Could you reproduce everything from "3.6.2. Rhizosphere fungi" down to "increased (P < 0.05)." in the passage on rhizosphere microbes, swapping in "Basidiomycetes" wherever "Basidiomycota" appears?

Passage to read

%%

Based on species annotation and statistical analysis, a total of 25 bacterial phyla, 70 bacterial classes, 215 bacterial families and 323 bacterial genera were detected in all samples, and the variations in abundance of the top 10 bacteria at phylum, class, family and genus levels were listed in the Supplementary Figure 3. Actinobacteria (average 36.1%) was the most abundant phylum in all samples, followed by Proteobacteria (average 26.8%), Acidobacteria (average 14.2%) Gemmatimonadetes (average 5.8%), Chloroflexi (average 4.7%) (Supplementary Figure 3A). The application of nitrogen fertilizer decreased the abundance of Actinobacteria in FH and XQ2 but increased that in YQ1 (P < 0.05). Compared with N0, nitrogen application decreased the abundance of Acidobacteria in YQ1 and YQ2, and increased the abundance of Acidobacteria in FH and XQ2 (P < 0.05).

At the genus level, Subgroup 6 (average 9.3%) was the most abundant genus in all samples (Supplementary Figure 3D), followed by Nocardioides (average 3.2%), Streptomyces (average 3.1%) and Amycolatopsis (average 2.7%). Nitrogen application reduced the relative abundance of Subgroup 6, Nocardioides, Streptomyces and Amycolatopsis in rhizosphere samples of YQ1 and YQ2 (P < 0.05), the abundance of Amycolatopsis and Nocardioides in FH and XQ2 samples was also reduced (P < 0.05). However, applying nitrogen fertilizer increased the relative abundance of Subgroup 6 in FH and XQ2 samples (P < 0.05).

3.6.2. Rhizosphere fungi community of TB

The variations in abundance of the top 10 fungi at phylum, class, family and genus levels were analyzed (Supplementary Figure 4). At the phylum level, we have identified seven fungi phyla, Ascomycota (average 93.4%) was the highest average abundance (Supplementary Figure 4A). Followed by Basidiomycota (average 2.6%) and Mortierellomycota (average 0.4%). Nitrogen fertilizer application reduced the abundance of Mortierellomycota in the rhizosphere soil of all TB varieties (P < 0.05). For Ascomycota, nitrogen application reduced its relative abundance in the rhizosphere soil of FH and YQ2, and increased the relative abundance of Ascomycota in the samples of XQ2 and YQ1 (P < 0.05). Nitrogen application decreased the relative abundance of Basidiomycota in FH, XQ2 and YQ1 samples, while the abundance of Basidiomycota in YQ2 samples increased (P < 0.05).

%%

Dataset records
%%

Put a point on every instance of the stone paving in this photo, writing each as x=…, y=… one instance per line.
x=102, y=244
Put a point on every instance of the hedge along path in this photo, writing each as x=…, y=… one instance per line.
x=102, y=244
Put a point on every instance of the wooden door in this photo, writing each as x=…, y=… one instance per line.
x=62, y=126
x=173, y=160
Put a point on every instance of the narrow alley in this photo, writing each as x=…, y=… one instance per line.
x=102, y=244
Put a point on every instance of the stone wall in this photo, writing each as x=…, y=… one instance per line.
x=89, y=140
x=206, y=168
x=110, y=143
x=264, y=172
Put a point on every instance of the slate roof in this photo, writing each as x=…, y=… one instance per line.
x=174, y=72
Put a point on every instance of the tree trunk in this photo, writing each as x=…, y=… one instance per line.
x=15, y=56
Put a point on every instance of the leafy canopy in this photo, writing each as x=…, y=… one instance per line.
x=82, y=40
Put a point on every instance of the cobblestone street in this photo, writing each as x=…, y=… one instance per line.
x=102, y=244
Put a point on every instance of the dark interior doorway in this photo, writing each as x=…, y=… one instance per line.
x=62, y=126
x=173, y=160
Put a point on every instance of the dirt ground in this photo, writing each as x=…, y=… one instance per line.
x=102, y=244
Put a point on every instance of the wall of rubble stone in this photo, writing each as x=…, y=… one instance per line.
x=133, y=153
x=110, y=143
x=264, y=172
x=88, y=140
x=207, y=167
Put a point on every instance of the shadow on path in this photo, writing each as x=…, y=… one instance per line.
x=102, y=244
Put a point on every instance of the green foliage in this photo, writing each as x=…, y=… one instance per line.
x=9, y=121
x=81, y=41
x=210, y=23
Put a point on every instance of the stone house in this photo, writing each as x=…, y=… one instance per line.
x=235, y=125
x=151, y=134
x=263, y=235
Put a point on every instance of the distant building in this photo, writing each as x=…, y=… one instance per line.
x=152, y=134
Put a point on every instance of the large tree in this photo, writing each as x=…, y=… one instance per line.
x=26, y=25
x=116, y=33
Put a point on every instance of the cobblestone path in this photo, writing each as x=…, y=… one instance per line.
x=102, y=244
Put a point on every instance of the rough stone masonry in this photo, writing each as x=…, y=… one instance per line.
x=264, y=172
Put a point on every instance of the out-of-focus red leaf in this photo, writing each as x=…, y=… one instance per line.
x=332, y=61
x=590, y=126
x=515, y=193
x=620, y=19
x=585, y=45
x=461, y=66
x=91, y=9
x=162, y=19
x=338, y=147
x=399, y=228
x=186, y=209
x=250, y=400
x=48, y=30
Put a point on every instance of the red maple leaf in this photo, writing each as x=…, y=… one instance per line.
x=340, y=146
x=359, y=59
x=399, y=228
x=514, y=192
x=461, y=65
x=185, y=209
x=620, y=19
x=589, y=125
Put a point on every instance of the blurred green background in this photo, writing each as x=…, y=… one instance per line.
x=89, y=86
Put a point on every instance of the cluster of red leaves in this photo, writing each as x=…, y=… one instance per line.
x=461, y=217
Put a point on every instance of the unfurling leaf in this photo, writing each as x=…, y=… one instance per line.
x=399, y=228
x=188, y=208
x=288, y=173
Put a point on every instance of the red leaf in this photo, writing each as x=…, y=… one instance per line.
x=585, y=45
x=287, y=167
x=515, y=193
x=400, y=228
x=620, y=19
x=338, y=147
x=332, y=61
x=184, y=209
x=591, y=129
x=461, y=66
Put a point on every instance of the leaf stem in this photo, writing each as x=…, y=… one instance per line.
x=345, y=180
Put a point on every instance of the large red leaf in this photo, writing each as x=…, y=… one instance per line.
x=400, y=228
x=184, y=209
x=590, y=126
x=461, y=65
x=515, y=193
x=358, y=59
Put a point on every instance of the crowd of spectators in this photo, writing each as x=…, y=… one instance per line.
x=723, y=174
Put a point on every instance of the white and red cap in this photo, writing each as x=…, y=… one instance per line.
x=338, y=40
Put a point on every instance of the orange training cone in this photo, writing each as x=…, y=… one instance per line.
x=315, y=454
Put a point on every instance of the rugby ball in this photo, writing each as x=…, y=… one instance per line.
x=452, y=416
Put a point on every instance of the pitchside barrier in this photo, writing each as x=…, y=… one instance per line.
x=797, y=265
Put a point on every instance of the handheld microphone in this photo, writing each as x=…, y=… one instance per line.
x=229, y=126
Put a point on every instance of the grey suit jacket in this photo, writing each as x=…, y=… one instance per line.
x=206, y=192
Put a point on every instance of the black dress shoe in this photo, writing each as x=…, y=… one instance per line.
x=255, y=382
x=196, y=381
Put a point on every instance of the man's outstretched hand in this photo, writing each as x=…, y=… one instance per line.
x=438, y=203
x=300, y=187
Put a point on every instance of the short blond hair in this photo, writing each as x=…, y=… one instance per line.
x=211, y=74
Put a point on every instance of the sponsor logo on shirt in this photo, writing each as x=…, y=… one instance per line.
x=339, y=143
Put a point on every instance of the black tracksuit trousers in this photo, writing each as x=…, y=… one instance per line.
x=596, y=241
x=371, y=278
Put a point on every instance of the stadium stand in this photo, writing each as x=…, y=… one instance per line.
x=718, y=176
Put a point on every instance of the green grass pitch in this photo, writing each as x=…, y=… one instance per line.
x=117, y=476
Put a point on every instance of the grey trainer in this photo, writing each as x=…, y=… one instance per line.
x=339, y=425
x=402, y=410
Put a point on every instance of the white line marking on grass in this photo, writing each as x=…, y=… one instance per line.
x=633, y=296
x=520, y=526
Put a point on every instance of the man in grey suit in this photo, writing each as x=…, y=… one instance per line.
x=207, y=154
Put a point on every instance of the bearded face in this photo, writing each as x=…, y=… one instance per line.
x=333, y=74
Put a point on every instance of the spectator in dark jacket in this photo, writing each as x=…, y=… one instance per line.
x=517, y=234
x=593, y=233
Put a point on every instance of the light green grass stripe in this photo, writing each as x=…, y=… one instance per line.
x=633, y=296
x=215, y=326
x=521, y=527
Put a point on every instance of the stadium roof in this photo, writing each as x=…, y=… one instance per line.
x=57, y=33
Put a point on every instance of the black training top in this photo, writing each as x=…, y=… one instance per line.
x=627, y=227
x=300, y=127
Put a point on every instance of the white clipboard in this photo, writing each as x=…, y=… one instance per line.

%%

Finished exercise
3.6.2. Rhizosphere fungi community of TB

The variations in abundance of the top 10 fungi at phylum, class, family and genus levels were analyzed (Supplementary Figure 4). At the phylum level, we have identified seven fungi phyla, Ascomycota (average 93.4%) was the highest average abundance (Supplementary Figure 4A). Followed by Basidiomycetes (average 2.6%) and Mortierellomycota (average 0.4%). Nitrogen fertilizer application reduced the abundance of Mortierellomycota in the rhizosphere soil of all TB varieties (P < 0.05). For Ascomycota, nitrogen application reduced its relative abundance in the rhizosphere soil of FH and YQ2, and increased the relative abundance of Ascomycota in the samples of XQ2 and YQ1 (P < 0.05). Nitrogen application decreased the relative abundance of Basidiomycetes in FH, XQ2 and YQ1 samples, while the abundance of Basidiomycetes in YQ2 samples increased (P < 0.05).